▸ Supplied entries
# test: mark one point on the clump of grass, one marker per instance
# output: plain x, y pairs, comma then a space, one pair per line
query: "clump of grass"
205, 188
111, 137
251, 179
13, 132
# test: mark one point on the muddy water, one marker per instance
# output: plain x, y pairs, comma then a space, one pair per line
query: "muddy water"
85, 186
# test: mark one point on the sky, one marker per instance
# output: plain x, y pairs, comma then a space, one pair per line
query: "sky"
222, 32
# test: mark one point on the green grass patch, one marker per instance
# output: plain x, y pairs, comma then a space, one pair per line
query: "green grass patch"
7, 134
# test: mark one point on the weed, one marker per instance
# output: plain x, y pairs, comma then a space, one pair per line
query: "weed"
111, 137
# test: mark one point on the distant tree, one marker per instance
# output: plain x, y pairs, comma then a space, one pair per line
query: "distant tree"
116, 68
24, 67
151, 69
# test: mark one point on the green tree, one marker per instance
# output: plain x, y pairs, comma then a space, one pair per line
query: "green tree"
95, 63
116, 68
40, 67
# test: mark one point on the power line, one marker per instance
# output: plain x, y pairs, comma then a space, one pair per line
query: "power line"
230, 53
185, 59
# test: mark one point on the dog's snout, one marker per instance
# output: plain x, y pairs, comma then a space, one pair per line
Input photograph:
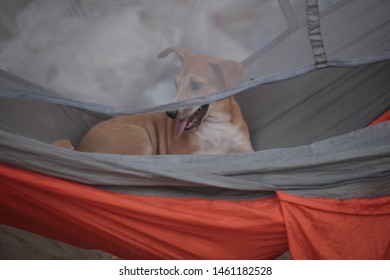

▸ Goal of the exercise
Report every line of the records above that contains the word "power", copying each line in full.

▸ Exercise answer
# test: mark one point on the power line, one marker per instance
query: "power line"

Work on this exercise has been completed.